> [Provided data]
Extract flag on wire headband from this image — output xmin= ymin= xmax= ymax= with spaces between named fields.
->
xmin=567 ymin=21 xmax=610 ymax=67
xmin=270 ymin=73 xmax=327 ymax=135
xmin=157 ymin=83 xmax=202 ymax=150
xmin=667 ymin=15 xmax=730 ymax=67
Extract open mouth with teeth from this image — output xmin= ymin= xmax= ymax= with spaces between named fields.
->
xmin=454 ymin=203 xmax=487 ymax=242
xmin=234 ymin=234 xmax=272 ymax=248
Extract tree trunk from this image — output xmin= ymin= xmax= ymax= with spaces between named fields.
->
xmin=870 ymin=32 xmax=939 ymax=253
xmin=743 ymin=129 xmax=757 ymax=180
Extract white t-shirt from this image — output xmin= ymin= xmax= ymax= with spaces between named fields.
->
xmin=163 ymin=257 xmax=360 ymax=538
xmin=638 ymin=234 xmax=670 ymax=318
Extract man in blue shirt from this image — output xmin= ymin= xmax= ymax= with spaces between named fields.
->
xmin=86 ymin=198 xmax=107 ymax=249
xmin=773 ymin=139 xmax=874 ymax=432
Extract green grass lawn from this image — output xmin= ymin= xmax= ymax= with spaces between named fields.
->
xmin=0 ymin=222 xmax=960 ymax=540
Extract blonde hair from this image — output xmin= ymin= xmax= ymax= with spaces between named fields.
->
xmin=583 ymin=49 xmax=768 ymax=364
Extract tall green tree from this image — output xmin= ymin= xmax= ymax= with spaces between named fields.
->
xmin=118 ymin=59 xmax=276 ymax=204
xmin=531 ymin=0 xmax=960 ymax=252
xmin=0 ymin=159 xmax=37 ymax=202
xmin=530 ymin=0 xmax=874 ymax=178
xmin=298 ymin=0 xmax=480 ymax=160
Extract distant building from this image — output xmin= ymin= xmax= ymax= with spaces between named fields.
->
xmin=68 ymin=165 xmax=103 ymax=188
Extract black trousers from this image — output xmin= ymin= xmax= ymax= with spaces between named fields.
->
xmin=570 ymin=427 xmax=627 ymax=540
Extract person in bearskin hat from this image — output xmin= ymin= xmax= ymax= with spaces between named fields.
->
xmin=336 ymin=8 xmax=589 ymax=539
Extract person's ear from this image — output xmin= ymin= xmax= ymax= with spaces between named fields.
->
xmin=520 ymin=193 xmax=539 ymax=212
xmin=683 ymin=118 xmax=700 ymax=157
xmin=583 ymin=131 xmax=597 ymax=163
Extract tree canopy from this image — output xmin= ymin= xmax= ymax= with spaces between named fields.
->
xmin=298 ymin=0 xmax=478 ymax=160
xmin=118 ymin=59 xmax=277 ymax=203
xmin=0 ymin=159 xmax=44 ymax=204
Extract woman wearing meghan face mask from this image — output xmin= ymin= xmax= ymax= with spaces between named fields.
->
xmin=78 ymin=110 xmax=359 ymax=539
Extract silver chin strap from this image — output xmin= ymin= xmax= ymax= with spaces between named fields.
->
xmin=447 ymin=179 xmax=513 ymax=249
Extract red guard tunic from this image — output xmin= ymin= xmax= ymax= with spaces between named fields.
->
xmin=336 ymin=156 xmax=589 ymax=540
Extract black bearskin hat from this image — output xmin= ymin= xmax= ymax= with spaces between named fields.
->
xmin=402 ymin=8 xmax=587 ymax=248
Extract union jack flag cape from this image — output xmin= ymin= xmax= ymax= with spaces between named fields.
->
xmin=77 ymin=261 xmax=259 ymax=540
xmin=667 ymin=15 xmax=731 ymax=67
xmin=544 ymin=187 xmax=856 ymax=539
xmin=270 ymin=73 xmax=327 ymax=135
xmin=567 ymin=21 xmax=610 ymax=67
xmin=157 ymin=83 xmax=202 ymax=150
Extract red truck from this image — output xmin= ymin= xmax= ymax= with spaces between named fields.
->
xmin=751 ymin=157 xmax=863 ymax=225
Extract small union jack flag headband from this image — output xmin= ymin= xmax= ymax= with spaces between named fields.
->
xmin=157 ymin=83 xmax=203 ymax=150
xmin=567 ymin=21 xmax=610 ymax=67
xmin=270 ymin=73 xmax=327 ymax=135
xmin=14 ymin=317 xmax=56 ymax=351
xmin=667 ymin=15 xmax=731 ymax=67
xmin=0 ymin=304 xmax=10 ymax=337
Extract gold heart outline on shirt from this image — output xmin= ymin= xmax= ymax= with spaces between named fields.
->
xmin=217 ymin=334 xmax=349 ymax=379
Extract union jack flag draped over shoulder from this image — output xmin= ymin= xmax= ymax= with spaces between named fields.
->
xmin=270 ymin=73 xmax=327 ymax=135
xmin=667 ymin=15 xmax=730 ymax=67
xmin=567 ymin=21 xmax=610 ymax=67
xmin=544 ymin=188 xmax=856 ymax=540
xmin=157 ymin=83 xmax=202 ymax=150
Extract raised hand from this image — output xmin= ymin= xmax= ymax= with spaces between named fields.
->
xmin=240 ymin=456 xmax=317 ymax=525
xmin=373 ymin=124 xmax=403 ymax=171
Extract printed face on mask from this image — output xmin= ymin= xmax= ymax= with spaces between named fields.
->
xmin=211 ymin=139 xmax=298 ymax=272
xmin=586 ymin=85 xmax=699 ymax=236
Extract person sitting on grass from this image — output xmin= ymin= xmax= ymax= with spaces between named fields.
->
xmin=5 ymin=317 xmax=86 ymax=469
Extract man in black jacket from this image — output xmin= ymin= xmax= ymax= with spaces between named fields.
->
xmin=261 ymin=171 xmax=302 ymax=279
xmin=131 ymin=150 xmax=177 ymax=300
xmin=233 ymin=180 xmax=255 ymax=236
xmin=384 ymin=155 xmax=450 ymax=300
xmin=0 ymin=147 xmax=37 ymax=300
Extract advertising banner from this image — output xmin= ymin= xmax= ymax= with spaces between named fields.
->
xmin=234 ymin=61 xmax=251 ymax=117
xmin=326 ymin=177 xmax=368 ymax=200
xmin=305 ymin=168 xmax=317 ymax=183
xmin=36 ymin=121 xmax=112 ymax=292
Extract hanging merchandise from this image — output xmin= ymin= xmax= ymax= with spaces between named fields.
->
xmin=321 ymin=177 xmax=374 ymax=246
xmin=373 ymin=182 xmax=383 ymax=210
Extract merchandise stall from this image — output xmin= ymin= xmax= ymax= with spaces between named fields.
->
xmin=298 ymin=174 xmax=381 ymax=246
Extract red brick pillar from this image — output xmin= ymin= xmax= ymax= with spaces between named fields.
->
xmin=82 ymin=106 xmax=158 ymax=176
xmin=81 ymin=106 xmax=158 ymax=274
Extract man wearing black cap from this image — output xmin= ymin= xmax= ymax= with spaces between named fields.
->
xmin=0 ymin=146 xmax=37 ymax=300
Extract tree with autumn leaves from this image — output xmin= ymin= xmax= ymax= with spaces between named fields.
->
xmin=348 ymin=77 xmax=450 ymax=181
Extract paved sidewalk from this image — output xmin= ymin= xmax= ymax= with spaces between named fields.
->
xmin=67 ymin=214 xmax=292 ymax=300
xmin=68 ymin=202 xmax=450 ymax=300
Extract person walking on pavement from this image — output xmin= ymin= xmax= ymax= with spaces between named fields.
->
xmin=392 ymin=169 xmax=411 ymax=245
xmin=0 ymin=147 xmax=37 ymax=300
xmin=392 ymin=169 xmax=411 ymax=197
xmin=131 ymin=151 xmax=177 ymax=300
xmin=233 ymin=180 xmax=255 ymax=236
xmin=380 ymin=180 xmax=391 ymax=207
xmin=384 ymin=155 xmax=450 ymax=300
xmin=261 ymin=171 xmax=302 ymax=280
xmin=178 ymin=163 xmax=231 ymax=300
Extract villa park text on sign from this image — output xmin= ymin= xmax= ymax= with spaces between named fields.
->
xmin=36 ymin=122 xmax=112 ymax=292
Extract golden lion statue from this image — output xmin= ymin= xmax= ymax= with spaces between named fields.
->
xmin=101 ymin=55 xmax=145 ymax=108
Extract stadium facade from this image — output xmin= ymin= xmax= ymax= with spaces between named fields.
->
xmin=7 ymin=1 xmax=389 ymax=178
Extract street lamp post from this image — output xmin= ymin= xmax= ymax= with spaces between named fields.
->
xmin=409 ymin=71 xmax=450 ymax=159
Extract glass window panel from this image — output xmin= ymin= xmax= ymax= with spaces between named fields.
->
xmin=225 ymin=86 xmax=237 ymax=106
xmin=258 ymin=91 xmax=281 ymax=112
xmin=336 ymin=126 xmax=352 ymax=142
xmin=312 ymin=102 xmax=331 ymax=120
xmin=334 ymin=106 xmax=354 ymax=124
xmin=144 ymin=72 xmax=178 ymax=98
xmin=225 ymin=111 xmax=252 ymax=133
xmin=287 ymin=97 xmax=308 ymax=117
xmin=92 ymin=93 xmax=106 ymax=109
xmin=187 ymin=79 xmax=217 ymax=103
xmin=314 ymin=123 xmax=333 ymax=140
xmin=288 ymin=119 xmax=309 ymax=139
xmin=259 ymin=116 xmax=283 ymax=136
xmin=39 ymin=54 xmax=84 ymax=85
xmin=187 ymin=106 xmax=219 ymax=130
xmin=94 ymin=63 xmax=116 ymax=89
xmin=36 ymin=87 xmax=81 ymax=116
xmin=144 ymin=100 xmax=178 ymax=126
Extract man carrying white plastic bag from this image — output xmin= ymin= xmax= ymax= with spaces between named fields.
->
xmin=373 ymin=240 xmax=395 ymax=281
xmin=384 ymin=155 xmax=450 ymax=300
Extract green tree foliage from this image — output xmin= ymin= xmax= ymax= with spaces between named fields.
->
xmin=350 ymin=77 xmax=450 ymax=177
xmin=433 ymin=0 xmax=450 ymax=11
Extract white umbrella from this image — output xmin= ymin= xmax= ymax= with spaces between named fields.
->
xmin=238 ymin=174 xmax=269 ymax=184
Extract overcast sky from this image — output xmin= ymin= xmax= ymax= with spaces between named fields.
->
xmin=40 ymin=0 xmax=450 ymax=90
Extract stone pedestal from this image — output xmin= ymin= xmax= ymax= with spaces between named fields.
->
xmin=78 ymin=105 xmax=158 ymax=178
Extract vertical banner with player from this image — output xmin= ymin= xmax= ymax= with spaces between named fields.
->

> [Task to carry out]
Starting with the line that contains "Extract red brick" and going on through the line that contains "xmin=68 ymin=202 xmax=450 ymax=300", change "pillar" to "column" and give those lines again with nothing else altered.

> [Solution to this task]
Extract red brick column from this image — output xmin= ymin= xmax= ymax= with spaces between named fields.
->
xmin=82 ymin=106 xmax=158 ymax=176
xmin=81 ymin=106 xmax=158 ymax=274
Extract man wearing black cap from this image — output xmin= ymin= xmax= ymax= with spaces between named fields.
->
xmin=0 ymin=146 xmax=37 ymax=300
Extract tree with autumn leaves from this image — output xmin= ymin= xmax= ymax= with spaces between named fields.
->
xmin=348 ymin=77 xmax=450 ymax=181
Extract paved sidewalk from this image — output xmin= ymin= xmax= ymax= with spaces between named fields.
->
xmin=67 ymin=214 xmax=292 ymax=300
xmin=68 ymin=202 xmax=450 ymax=300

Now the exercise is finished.